Exercise → Write out the data from the start through the line containing "[[395, 6], [335, 111]]", switching "tower" to "steeple" and keeping everything else the same. Leave the pictures out.

Listed entries →
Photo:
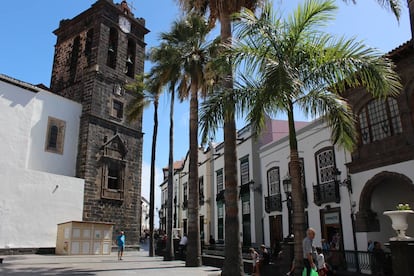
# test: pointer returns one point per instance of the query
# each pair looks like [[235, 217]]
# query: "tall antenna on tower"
[[131, 5]]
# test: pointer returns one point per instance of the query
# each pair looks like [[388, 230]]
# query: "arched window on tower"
[[130, 62], [112, 48], [55, 135], [74, 59], [52, 143], [88, 46], [379, 119]]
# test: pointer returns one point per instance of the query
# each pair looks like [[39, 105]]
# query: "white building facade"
[[39, 143], [327, 199]]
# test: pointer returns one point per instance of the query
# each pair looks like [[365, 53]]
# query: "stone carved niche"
[[366, 218], [113, 169]]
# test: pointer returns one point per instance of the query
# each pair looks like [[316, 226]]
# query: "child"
[[322, 270], [255, 257]]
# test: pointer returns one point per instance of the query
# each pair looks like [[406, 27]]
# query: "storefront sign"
[[332, 218]]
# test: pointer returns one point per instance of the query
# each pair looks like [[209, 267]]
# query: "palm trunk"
[[193, 246], [169, 252], [411, 14], [233, 263], [152, 178], [297, 194]]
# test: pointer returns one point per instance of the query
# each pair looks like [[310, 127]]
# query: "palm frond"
[[395, 6], [335, 111]]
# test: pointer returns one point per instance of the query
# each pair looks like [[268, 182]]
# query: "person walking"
[[308, 251], [182, 246], [322, 269], [120, 241], [255, 258]]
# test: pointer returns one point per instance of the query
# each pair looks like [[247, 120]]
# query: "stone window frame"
[[244, 170], [56, 146], [329, 168], [185, 195], [115, 112], [130, 59], [379, 119], [273, 188], [111, 59], [201, 189], [110, 193], [220, 180]]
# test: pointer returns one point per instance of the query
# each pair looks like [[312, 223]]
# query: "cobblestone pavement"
[[133, 263]]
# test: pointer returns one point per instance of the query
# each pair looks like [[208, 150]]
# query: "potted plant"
[[399, 220]]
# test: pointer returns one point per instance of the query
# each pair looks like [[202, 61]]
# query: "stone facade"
[[94, 58]]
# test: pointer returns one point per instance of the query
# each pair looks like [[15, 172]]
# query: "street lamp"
[[287, 187], [346, 182]]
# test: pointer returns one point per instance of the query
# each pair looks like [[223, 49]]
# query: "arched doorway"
[[381, 193]]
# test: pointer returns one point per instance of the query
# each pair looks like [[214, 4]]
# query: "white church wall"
[[23, 128], [32, 205], [49, 105], [15, 122], [310, 139]]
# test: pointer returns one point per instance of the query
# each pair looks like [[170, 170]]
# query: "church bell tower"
[[96, 54]]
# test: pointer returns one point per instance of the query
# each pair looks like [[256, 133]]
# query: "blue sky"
[[27, 47]]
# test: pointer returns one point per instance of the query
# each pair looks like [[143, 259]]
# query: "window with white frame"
[[244, 170], [273, 181], [219, 177], [379, 119], [325, 164]]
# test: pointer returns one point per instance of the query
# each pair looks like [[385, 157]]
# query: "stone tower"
[[96, 54]]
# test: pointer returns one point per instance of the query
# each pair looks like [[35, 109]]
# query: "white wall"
[[23, 129], [47, 104], [310, 139], [36, 190], [16, 111], [32, 203]]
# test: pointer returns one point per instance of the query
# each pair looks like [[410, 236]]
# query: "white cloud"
[[145, 186]]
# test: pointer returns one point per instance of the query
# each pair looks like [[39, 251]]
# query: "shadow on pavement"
[[43, 271]]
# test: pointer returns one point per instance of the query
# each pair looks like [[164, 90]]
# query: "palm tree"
[[188, 38], [145, 93], [291, 63], [166, 69], [223, 10]]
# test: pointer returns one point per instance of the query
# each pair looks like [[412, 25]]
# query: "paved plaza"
[[133, 263]]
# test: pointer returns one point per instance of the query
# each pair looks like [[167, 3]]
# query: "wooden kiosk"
[[84, 238]]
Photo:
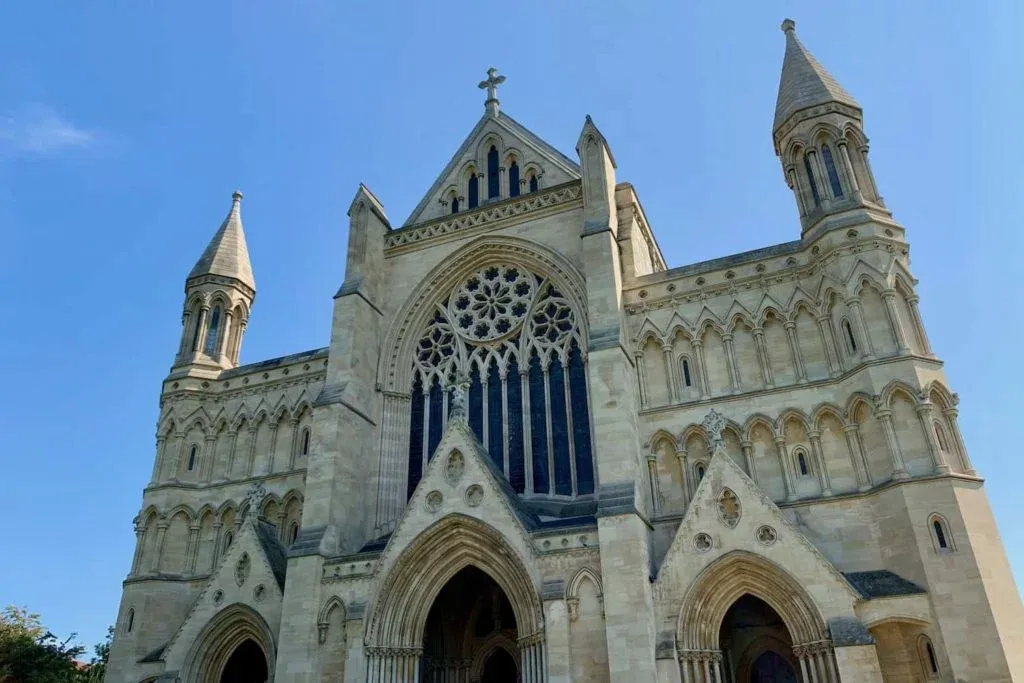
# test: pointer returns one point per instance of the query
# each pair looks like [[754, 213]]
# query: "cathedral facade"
[[534, 452]]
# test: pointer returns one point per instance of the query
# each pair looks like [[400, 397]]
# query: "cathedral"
[[534, 452]]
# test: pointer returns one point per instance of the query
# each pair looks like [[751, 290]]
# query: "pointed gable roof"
[[804, 82], [557, 167], [226, 255]]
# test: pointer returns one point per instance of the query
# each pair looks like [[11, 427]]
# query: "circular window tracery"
[[492, 303]]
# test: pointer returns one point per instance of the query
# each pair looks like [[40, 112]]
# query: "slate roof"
[[804, 82], [226, 255], [882, 584]]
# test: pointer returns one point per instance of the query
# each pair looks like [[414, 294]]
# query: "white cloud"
[[38, 129]]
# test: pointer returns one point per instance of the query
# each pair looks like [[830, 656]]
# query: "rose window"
[[493, 303]]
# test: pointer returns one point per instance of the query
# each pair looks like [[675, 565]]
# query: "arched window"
[[851, 342], [494, 181], [687, 379], [940, 435], [830, 170], [513, 178], [473, 191], [525, 393], [211, 335], [810, 179], [928, 659]]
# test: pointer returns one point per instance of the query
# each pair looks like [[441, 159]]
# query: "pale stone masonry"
[[532, 452]]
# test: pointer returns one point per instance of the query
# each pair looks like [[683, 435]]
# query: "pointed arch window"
[[513, 178], [473, 191], [494, 180], [810, 179], [211, 335], [837, 186]]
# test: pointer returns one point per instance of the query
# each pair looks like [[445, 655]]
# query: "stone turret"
[[219, 294]]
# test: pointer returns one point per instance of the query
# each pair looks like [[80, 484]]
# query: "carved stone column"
[[899, 467], [730, 357], [853, 303], [701, 368], [748, 447], [798, 357], [852, 433], [824, 480], [828, 341], [759, 342], [925, 414], [783, 456]]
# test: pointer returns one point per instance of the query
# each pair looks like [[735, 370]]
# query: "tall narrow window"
[[810, 179], [211, 335], [940, 535], [513, 179], [830, 170], [851, 342], [473, 191], [494, 181]]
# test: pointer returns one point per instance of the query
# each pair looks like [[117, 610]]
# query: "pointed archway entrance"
[[756, 645], [471, 633], [460, 579]]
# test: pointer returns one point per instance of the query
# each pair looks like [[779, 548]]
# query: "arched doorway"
[[247, 665], [470, 631], [756, 644]]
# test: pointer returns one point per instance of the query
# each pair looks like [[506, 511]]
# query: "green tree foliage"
[[30, 653]]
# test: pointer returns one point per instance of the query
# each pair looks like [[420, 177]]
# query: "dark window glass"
[[830, 170], [416, 437], [517, 468], [810, 179], [473, 191], [494, 185], [560, 429], [211, 335], [538, 426], [436, 409], [513, 179], [931, 658], [581, 422], [496, 439], [476, 403], [940, 535]]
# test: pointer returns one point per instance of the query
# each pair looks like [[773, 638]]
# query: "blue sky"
[[125, 126]]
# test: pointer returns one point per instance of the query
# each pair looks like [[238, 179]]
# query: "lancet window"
[[514, 342]]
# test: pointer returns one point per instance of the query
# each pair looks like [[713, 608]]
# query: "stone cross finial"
[[254, 498], [491, 85], [714, 423]]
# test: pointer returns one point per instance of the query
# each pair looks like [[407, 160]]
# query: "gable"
[[513, 141]]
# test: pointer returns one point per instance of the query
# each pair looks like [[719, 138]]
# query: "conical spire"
[[804, 83], [226, 254]]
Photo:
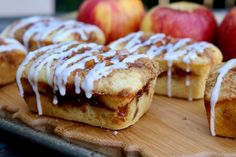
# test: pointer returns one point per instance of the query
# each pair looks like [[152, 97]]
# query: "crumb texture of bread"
[[88, 83], [220, 99], [36, 31], [184, 63], [12, 54]]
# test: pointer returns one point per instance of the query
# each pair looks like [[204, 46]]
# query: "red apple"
[[116, 18], [181, 20], [227, 34]]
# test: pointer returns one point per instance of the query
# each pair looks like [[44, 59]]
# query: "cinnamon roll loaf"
[[220, 100], [88, 83], [184, 63], [35, 32], [12, 54]]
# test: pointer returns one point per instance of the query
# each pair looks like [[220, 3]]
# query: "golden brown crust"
[[134, 77], [96, 35], [122, 84], [9, 63], [199, 67], [12, 54], [225, 108], [225, 117], [122, 116], [228, 85]]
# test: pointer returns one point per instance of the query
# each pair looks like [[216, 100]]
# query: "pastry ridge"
[[89, 83], [220, 99], [36, 31], [12, 54], [185, 64]]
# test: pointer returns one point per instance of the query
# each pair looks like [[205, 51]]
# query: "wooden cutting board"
[[171, 127]]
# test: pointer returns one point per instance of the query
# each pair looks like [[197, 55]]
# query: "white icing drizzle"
[[63, 59], [22, 23], [10, 45], [173, 52], [40, 28], [216, 90]]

Correct result →
Photo:
# test: pointer returns one point per instance of the query
# each pair looks like [[235, 217]]
# query: "tall antenna on steeple"
[[131, 5]]
# test: pointer returns one point per instance of the query
# each pair looks like [[388, 230]]
# query: "arched window on steeple"
[[130, 62], [112, 48], [55, 135], [74, 59], [52, 143], [88, 46], [379, 119]]
# test: pointer returns one point per instance of the query
# each pair looks like [[39, 105]]
# query: "white building facade"
[[39, 143], [327, 199]]
# test: pointer returns one point per instance of the query
# each pair looks like [[365, 53]]
# query: "stone carved niche"
[[366, 218], [113, 169]]
# test: pointer returns one point per instance of the query
# each pair looks like [[316, 226]]
# query: "child"
[[322, 270], [255, 257]]
# test: pointer returns one point per instance of the query
# each pair looks like [[406, 27]]
# query: "storefront sign"
[[332, 218]]
# test: pointer returns one point per instance of the query
# each pair looks like [[209, 267]]
# query: "palm trunk"
[[193, 246], [169, 252], [411, 14], [233, 263], [152, 178], [297, 194]]
# test: pointer returns one point per instance of the query
# each pair looks like [[310, 127]]
# query: "palm frond"
[[395, 6], [335, 111]]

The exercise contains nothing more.